# Ottawa forest hunting camps



## sparky18181 (Apr 17, 2012)

http://www.upariver.net/


----------



## sparky18181 (Apr 17, 2012)

This story which was on Michigan out of doors is really difficult to understand why this is going to happen. There is no reason why this can't be handled as it was in Alaska. When the last living relative dies, then the lease is over or better yet, why not just leave them alone. It's not hurting anyone


----------



## NATTY BUMPO (May 12, 2001)

The Feds always handle it this way, many such cases on the books ie. various National Forests, Sleeping Bear National Lakeshore, Delaware River Gap Waterway, etc , etc. The cabin owners had a lease for xx years, when the lease is up, they have to go......... Nothing new here and its been settled law for a looooooooong time...........


Its nothing personal, its just business.


----------



## sparky18181 (Apr 17, 2012)

Business I would think there is much more pressing business than to worry about so few who aren't bothering anything and are only guilty of using the area to hunt, fish and enjoy the outdoors. And people wonder why things such as ruby ridge and other things happen. I'm by no means condoning violence over this but common sense is out the window on this


----------



## Gamekeeper (Oct 9, 2015)

There are those who believe they are being denied access to public lands by squatters and trespassers.

They had 25 years to accept reality.
Jan 1 they'll have more help to do so.

This is not a fight between gov't and citizenry. 
It's the end of a lease, with all that entails.

To include cleaning up your mess.


----------



## JPK (Aug 11, 2014)

Yep. That's what it was, a lease. And the time is up. Really not that confusing.


----------



## Gamekeeper (Oct 9, 2015)

Like no one ever lost lease hold improvements before now. LOL!


----------



## Luv2hunteup (Mar 22, 2003)

I feel sorry for the guys who had this happen. They have all had decades to resolve it but it's not without pain. You can walk away or move the camp but there is a financial cost associated with it.


----------



## sparky18181 (Apr 17, 2012)

Not debating one bit that their lease is up. My point is that wouldn't it be great if the government found a way to accommodate these camps in some way to continue their traditions. I know how important camp is to my group and feel for these guys


----------



## Midalake (Dec 7, 2009)

sparky18181 said:


> Not debating one bit that their lease is up. My point is that wouldn't it be great if the government found a way to accommodate these camps in some way to continue their traditions. I know how important camp is to my group and feel for these guys


NO it actually would NOT be great if squatters remain on public lands. I have property for sale in the UP in a better spot than these camps are in, send them my way...............THEY WILL make new traditions in a NEW place !

※ ※ ※

*Task A*.
Answer these questions from the Ottawa forest hunting camps thread, one answer per line:
(i) How many years does Gamekeeper say the camp owners had to accept reality?
(ii) According to sparky18181, when would the lease end if it were handled as it was in Alaska?
(iii) Where does Midalake say he has property for sale?
*Task B*. Give each distinct username that posts in the hunting camps thread, listing each name once.

※ ※ ※

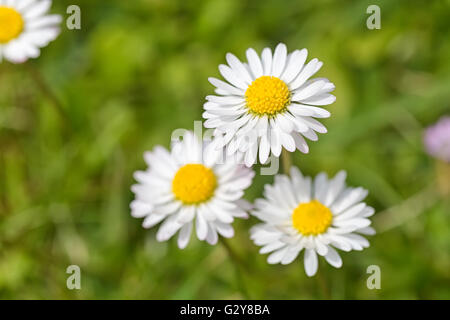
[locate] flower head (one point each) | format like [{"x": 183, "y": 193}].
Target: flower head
[
  {"x": 437, "y": 139},
  {"x": 187, "y": 185},
  {"x": 268, "y": 103},
  {"x": 315, "y": 216},
  {"x": 25, "y": 27}
]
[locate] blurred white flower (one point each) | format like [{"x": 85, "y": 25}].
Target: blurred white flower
[
  {"x": 25, "y": 27},
  {"x": 316, "y": 216},
  {"x": 268, "y": 103},
  {"x": 187, "y": 184}
]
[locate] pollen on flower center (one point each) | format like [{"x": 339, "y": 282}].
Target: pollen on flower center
[
  {"x": 194, "y": 183},
  {"x": 312, "y": 218},
  {"x": 11, "y": 24},
  {"x": 267, "y": 95}
]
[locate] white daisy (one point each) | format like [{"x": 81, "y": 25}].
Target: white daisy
[
  {"x": 317, "y": 216},
  {"x": 187, "y": 184},
  {"x": 25, "y": 27},
  {"x": 268, "y": 103}
]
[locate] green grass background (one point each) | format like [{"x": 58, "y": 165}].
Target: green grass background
[{"x": 138, "y": 69}]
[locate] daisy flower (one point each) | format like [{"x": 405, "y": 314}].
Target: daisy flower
[
  {"x": 187, "y": 186},
  {"x": 317, "y": 216},
  {"x": 25, "y": 27},
  {"x": 268, "y": 103}
]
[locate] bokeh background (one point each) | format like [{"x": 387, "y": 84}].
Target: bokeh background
[{"x": 75, "y": 123}]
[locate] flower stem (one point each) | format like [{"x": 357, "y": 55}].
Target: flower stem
[
  {"x": 238, "y": 265},
  {"x": 286, "y": 160},
  {"x": 322, "y": 281}
]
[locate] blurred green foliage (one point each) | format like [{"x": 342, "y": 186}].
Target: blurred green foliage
[{"x": 138, "y": 69}]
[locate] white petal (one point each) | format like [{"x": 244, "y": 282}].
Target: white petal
[
  {"x": 296, "y": 62},
  {"x": 254, "y": 63},
  {"x": 266, "y": 57},
  {"x": 201, "y": 226},
  {"x": 311, "y": 262},
  {"x": 333, "y": 258},
  {"x": 184, "y": 235}
]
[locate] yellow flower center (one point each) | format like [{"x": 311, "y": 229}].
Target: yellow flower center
[
  {"x": 311, "y": 218},
  {"x": 267, "y": 95},
  {"x": 11, "y": 24},
  {"x": 194, "y": 183}
]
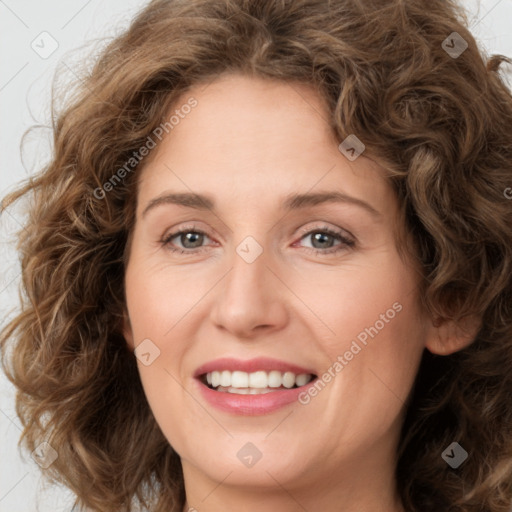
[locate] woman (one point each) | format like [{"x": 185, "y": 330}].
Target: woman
[{"x": 269, "y": 266}]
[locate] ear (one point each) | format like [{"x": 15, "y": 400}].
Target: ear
[
  {"x": 448, "y": 336},
  {"x": 127, "y": 330}
]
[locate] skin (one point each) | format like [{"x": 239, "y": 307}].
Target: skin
[{"x": 248, "y": 143}]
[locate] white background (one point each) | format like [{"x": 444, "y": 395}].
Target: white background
[{"x": 25, "y": 86}]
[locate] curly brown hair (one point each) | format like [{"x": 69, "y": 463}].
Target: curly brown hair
[{"x": 439, "y": 121}]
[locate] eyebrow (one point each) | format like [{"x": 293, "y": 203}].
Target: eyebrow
[{"x": 291, "y": 202}]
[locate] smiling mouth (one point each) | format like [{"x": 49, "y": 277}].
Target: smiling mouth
[{"x": 254, "y": 383}]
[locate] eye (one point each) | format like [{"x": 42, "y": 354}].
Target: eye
[
  {"x": 192, "y": 239},
  {"x": 322, "y": 239}
]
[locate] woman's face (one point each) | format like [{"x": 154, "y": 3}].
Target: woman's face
[{"x": 271, "y": 282}]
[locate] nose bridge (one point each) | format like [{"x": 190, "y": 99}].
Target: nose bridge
[{"x": 250, "y": 295}]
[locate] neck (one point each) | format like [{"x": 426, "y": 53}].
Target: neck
[{"x": 366, "y": 482}]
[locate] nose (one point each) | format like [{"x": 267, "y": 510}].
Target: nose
[{"x": 251, "y": 299}]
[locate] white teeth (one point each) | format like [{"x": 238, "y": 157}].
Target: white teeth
[
  {"x": 288, "y": 380},
  {"x": 225, "y": 378},
  {"x": 275, "y": 379},
  {"x": 239, "y": 380},
  {"x": 255, "y": 382},
  {"x": 258, "y": 380},
  {"x": 302, "y": 379}
]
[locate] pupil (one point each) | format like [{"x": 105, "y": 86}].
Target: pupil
[
  {"x": 189, "y": 237},
  {"x": 319, "y": 236}
]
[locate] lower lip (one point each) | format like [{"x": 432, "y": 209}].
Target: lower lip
[{"x": 251, "y": 405}]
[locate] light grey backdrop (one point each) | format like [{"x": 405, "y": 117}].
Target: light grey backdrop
[{"x": 35, "y": 38}]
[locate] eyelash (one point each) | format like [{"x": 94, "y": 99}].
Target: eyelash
[{"x": 345, "y": 242}]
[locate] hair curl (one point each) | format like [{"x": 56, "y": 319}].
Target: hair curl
[{"x": 441, "y": 125}]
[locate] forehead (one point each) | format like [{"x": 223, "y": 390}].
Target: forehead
[{"x": 256, "y": 139}]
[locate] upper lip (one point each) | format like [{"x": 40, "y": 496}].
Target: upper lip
[{"x": 250, "y": 365}]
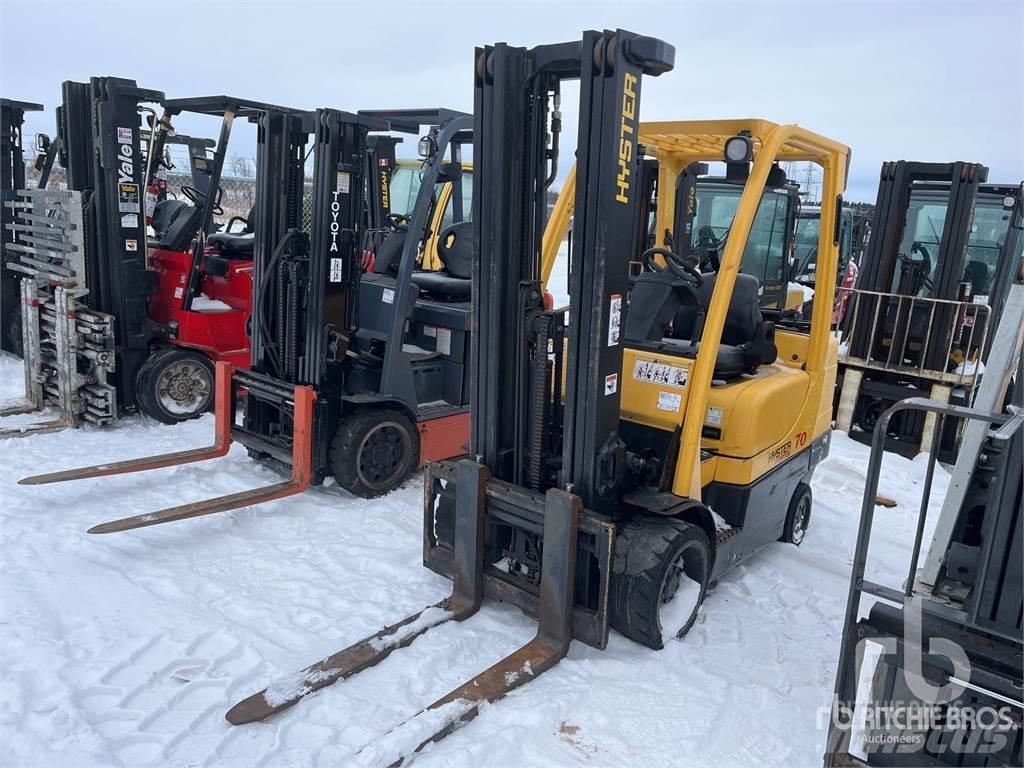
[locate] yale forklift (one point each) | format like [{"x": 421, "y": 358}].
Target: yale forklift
[
  {"x": 11, "y": 178},
  {"x": 602, "y": 441},
  {"x": 944, "y": 245},
  {"x": 155, "y": 297},
  {"x": 359, "y": 376}
]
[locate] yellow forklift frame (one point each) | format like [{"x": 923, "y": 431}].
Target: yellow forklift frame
[{"x": 742, "y": 455}]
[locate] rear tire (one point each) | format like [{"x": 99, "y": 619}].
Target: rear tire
[
  {"x": 374, "y": 452},
  {"x": 657, "y": 559},
  {"x": 798, "y": 517},
  {"x": 174, "y": 385}
]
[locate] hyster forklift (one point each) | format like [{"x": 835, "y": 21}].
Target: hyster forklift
[
  {"x": 704, "y": 209},
  {"x": 357, "y": 376},
  {"x": 604, "y": 434},
  {"x": 11, "y": 178},
  {"x": 932, "y": 286}
]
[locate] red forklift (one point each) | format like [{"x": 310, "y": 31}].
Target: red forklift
[
  {"x": 167, "y": 295},
  {"x": 359, "y": 376}
]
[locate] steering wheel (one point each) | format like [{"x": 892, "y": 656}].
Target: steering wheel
[
  {"x": 923, "y": 266},
  {"x": 197, "y": 198},
  {"x": 674, "y": 263}
]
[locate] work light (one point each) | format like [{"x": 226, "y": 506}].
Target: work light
[{"x": 738, "y": 150}]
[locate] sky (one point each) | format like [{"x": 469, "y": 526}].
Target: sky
[{"x": 936, "y": 81}]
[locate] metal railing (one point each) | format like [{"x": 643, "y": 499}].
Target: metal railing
[{"x": 905, "y": 350}]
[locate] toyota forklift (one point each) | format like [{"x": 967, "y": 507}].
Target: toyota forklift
[
  {"x": 600, "y": 446},
  {"x": 943, "y": 249},
  {"x": 357, "y": 376}
]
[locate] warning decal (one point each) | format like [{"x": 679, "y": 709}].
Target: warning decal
[
  {"x": 614, "y": 318},
  {"x": 659, "y": 373},
  {"x": 128, "y": 199}
]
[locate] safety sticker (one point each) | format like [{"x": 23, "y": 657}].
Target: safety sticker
[
  {"x": 128, "y": 199},
  {"x": 336, "y": 270},
  {"x": 670, "y": 401},
  {"x": 614, "y": 318},
  {"x": 714, "y": 417},
  {"x": 659, "y": 373}
]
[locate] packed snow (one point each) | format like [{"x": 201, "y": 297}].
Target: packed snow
[{"x": 126, "y": 650}]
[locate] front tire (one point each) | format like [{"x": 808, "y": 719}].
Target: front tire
[
  {"x": 374, "y": 452},
  {"x": 658, "y": 579},
  {"x": 175, "y": 385}
]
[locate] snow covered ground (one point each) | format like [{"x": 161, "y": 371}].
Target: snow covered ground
[{"x": 125, "y": 650}]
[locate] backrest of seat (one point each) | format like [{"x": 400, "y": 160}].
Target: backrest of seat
[
  {"x": 163, "y": 213},
  {"x": 181, "y": 227},
  {"x": 741, "y": 321},
  {"x": 458, "y": 259},
  {"x": 978, "y": 273},
  {"x": 655, "y": 300},
  {"x": 388, "y": 256}
]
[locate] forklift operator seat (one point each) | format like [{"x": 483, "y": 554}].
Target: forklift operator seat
[
  {"x": 748, "y": 339},
  {"x": 175, "y": 223},
  {"x": 236, "y": 245},
  {"x": 454, "y": 283}
]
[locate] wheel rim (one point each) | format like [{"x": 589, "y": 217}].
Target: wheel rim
[
  {"x": 681, "y": 591},
  {"x": 382, "y": 456},
  {"x": 184, "y": 388},
  {"x": 801, "y": 518}
]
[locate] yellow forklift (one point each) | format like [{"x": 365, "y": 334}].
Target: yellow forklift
[{"x": 626, "y": 456}]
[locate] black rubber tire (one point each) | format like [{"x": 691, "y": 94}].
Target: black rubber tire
[
  {"x": 798, "y": 517},
  {"x": 152, "y": 377},
  {"x": 386, "y": 431},
  {"x": 646, "y": 548},
  {"x": 12, "y": 332}
]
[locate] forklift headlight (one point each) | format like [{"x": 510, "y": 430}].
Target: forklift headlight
[
  {"x": 738, "y": 150},
  {"x": 426, "y": 146}
]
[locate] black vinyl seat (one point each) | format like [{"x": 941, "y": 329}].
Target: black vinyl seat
[
  {"x": 175, "y": 223},
  {"x": 748, "y": 339},
  {"x": 236, "y": 245},
  {"x": 232, "y": 246},
  {"x": 454, "y": 283}
]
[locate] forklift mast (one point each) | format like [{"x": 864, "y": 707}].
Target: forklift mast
[
  {"x": 511, "y": 170},
  {"x": 11, "y": 178},
  {"x": 895, "y": 186},
  {"x": 99, "y": 130},
  {"x": 380, "y": 165}
]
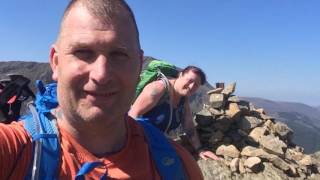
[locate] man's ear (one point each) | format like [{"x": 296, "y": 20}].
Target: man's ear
[{"x": 54, "y": 61}]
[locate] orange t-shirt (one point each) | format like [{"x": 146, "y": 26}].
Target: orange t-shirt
[{"x": 134, "y": 161}]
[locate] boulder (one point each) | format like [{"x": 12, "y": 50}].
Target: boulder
[
  {"x": 273, "y": 144},
  {"x": 257, "y": 133},
  {"x": 230, "y": 151},
  {"x": 250, "y": 151},
  {"x": 216, "y": 100},
  {"x": 222, "y": 123},
  {"x": 216, "y": 137},
  {"x": 247, "y": 123},
  {"x": 279, "y": 163},
  {"x": 233, "y": 112},
  {"x": 234, "y": 165},
  {"x": 215, "y": 91},
  {"x": 307, "y": 160},
  {"x": 292, "y": 154},
  {"x": 214, "y": 170},
  {"x": 253, "y": 163},
  {"x": 215, "y": 112},
  {"x": 283, "y": 130},
  {"x": 229, "y": 89},
  {"x": 204, "y": 117},
  {"x": 234, "y": 99}
]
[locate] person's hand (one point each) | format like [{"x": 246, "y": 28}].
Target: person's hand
[{"x": 205, "y": 154}]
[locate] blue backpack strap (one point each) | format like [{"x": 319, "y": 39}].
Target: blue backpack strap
[
  {"x": 43, "y": 129},
  {"x": 168, "y": 163}
]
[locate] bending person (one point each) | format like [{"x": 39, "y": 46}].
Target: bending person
[{"x": 165, "y": 103}]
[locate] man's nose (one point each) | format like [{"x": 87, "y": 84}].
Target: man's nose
[{"x": 101, "y": 69}]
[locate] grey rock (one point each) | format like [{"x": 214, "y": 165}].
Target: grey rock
[
  {"x": 215, "y": 112},
  {"x": 307, "y": 160},
  {"x": 273, "y": 144},
  {"x": 283, "y": 130},
  {"x": 269, "y": 173},
  {"x": 279, "y": 163},
  {"x": 216, "y": 100},
  {"x": 230, "y": 151},
  {"x": 234, "y": 99},
  {"x": 214, "y": 170},
  {"x": 229, "y": 89},
  {"x": 314, "y": 177},
  {"x": 252, "y": 162},
  {"x": 244, "y": 106},
  {"x": 222, "y": 123},
  {"x": 204, "y": 118},
  {"x": 257, "y": 133},
  {"x": 234, "y": 165},
  {"x": 215, "y": 91},
  {"x": 216, "y": 137},
  {"x": 233, "y": 111},
  {"x": 292, "y": 154},
  {"x": 247, "y": 123},
  {"x": 250, "y": 151}
]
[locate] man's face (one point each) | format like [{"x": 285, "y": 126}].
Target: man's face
[
  {"x": 188, "y": 83},
  {"x": 96, "y": 66}
]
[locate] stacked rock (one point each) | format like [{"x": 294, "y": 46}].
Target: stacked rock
[{"x": 249, "y": 140}]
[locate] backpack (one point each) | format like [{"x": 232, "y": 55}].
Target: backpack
[
  {"x": 13, "y": 92},
  {"x": 158, "y": 69},
  {"x": 155, "y": 69},
  {"x": 43, "y": 129}
]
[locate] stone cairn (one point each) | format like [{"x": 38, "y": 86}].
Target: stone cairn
[{"x": 251, "y": 144}]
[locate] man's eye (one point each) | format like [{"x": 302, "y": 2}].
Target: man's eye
[
  {"x": 119, "y": 54},
  {"x": 84, "y": 54}
]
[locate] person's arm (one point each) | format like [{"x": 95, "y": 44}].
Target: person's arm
[
  {"x": 15, "y": 151},
  {"x": 193, "y": 135},
  {"x": 147, "y": 99}
]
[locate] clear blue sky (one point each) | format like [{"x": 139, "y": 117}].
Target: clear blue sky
[{"x": 271, "y": 48}]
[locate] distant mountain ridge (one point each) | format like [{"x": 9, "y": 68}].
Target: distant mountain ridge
[{"x": 303, "y": 119}]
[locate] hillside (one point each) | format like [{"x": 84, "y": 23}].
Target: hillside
[{"x": 303, "y": 119}]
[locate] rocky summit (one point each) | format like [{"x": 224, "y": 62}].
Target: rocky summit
[{"x": 251, "y": 144}]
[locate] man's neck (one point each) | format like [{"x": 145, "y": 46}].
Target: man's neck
[{"x": 98, "y": 138}]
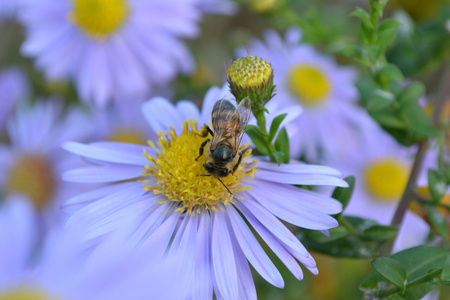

※ ※ ※

*Written solution A*.
(i) 25 years.
(ii) When the last living relative dies.
(iii) In the UP.

*Written solution B*.
sparky18181
NATTY BUMPO
Gamekeeper
JPK
Luv2hunteup
Midalake